What to produce →
Could you give the entries back exactly as they stand, minus any pictures?

--------------------------------------------------

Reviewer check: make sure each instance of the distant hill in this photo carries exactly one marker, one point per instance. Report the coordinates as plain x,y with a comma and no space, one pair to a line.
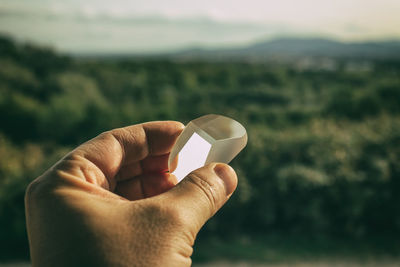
287,48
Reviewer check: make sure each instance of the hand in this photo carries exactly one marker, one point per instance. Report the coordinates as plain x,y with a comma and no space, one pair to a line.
112,202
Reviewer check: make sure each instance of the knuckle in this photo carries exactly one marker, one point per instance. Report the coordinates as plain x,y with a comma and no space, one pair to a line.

--------------------------------------------------

Result for this exercise →
Reviewer check: make sure each instance of the distant hill in this photo carries exactly one marker, one point per instance. Report the coordinates as plain x,y with a comma and no space, one pair to a line.
287,48
Reviewer check: make sure each instance of the hand in this photo carries exactly one marker, one point per instance. Report the coordinates as plain x,y with a comma and no space, one pair to a line.
112,202
Reviewer check: make sure each instance of the knuckle in this photo carries exactly one marker, one point per instance. Report the coordinates as plain x,y with a comma and no space, one pair to a line.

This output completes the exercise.